*Problem to solve*
A verbatim copy of the records is required, with all pictures left out.

_____

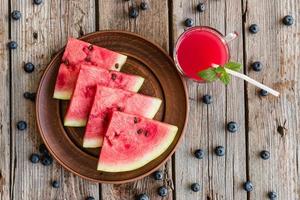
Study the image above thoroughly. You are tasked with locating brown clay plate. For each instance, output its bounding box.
[36,31,188,183]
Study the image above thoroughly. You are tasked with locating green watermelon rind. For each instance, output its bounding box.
[97,125,178,172]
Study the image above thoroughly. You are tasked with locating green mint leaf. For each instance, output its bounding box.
[224,61,242,72]
[215,67,226,74]
[198,69,217,82]
[220,71,230,85]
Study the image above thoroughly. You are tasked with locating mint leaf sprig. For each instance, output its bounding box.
[198,61,242,85]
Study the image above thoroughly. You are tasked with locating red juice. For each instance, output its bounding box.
[174,27,230,81]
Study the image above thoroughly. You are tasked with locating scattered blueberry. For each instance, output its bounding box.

_____

*Solution for this task*
Study the image above thoroughly. You are tasked with locating brown clay plate. For each instance, output its bounding box.
[36,31,188,183]
Study the image above thoroughly. You are tasked with locating green watermelon rind. For each instance, output its bounding box.
[97,125,178,172]
Study the image above thoroughly. You are tasked with locating green mint leaf. For each instance, output its bounding box.
[224,61,242,72]
[215,67,226,74]
[198,69,217,82]
[220,71,230,85]
Study the image above thoroughly. You are tasked with locating mint leaf sprig. For each instance, output its bounding box.
[198,61,242,85]
Study the image above thoroughly. You are tasked with locating red juice. For each instance, output its bounding box.
[174,27,230,81]
Study the image above thoroughly. You are tasked with locating scattered blueberry. For each instance, output its bounding box.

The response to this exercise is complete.